====== Supplied data

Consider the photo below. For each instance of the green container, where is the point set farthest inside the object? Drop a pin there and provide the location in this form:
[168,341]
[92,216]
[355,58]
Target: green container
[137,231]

============
====== Supplied data

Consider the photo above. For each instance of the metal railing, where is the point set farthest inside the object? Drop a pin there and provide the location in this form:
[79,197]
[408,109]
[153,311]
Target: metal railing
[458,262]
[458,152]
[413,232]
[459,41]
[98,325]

============

What this task involves -> Tally the lines of the material above that contain the word "location", treating uppercase and lowercase as different. Give only the number.

Answer to the task -> 2